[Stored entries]
## Start

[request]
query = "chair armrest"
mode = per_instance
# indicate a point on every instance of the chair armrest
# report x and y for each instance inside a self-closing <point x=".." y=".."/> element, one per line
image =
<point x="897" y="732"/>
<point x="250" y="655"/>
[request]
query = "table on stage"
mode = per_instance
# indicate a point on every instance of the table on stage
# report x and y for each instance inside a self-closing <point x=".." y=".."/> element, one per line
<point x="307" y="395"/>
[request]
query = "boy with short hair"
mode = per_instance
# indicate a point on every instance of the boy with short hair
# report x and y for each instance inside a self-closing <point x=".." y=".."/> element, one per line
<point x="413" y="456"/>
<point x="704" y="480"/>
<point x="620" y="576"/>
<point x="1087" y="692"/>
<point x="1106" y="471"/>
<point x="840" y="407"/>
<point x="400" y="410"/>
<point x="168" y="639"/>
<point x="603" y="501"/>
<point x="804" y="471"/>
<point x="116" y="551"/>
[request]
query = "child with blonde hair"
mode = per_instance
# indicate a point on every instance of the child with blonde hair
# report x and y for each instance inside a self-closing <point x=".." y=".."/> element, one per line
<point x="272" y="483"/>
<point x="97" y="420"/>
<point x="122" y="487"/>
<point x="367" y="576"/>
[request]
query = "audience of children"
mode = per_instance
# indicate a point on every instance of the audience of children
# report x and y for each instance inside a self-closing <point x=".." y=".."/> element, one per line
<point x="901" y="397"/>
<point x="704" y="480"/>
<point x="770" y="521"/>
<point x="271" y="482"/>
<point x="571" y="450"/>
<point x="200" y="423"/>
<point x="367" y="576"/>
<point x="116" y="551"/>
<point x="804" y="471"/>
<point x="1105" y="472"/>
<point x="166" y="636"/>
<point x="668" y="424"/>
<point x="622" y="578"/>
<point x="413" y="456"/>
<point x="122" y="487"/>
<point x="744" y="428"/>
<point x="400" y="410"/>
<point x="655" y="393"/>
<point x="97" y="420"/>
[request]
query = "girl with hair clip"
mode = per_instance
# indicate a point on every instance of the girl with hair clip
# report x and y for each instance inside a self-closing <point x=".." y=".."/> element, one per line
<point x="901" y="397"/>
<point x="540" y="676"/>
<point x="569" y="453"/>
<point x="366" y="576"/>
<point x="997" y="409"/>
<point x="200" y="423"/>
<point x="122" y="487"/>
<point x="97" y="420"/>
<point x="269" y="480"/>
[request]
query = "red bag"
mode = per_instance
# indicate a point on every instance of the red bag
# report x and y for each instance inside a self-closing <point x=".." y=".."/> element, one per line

## End

— Exercise directions —
Repeat back the data above, exact to the last character.

— Task solution —
[request]
query = "chair armrest"
mode = per_instance
# indicate a point on every instance of the chair armrest
# report x and y for each instance inside a self-closing <point x=".." y=".."/> element, one per line
image =
<point x="897" y="732"/>
<point x="250" y="655"/>
[request]
query = "table on stage"
mode = per_instance
# indicate a point on every instance of the table on stage
# report x and y for each instance inside a self-closing <point x=".." y=".."/> element, one per line
<point x="307" y="395"/>
[request]
query = "boy with short hair"
mode = per_instance
# indicate a point on every instance of the boy with short hair
# report x and y for each instance inside a self-closing <point x=".." y=".."/> element, one per line
<point x="413" y="456"/>
<point x="704" y="480"/>
<point x="620" y="576"/>
<point x="1087" y="692"/>
<point x="1106" y="471"/>
<point x="840" y="407"/>
<point x="400" y="410"/>
<point x="168" y="639"/>
<point x="603" y="501"/>
<point x="804" y="471"/>
<point x="116" y="551"/>
[request]
query = "child with blonde hair"
mode = per_instance
# indicate a point on every instance of the child with blonde hair
# report x and y for each instance inside a self-closing <point x=".." y=".."/> element, one per line
<point x="272" y="483"/>
<point x="97" y="420"/>
<point x="122" y="487"/>
<point x="367" y="576"/>
[request]
query = "audience of children"
mode = per_instance
# indicate a point on every instance of the audience of children
# report x and y for each instance inside a self-closing <point x=".." y=".."/> element, one per line
<point x="901" y="397"/>
<point x="704" y="480"/>
<point x="770" y="521"/>
<point x="271" y="482"/>
<point x="571" y="450"/>
<point x="200" y="423"/>
<point x="367" y="576"/>
<point x="116" y="551"/>
<point x="804" y="471"/>
<point x="1105" y="472"/>
<point x="166" y="636"/>
<point x="668" y="424"/>
<point x="622" y="578"/>
<point x="413" y="456"/>
<point x="122" y="487"/>
<point x="744" y="428"/>
<point x="400" y="410"/>
<point x="655" y="393"/>
<point x="97" y="420"/>
[request]
query = "girl with hair clip"
mode = per_instance
# indicate a point on every instance of the girl with hair clip
# report x and y for each instance inside a self-closing <point x=".." y=".."/> element, one per line
<point x="901" y="397"/>
<point x="540" y="676"/>
<point x="569" y="453"/>
<point x="366" y="576"/>
<point x="997" y="409"/>
<point x="200" y="423"/>
<point x="122" y="487"/>
<point x="97" y="420"/>
<point x="269" y="480"/>
[request]
query = "red bag"
mode = per_instance
# indicate a point on every instance of the red bag
# report x and y for each instance inside a self-closing <point x=".." y=".."/> element, one per line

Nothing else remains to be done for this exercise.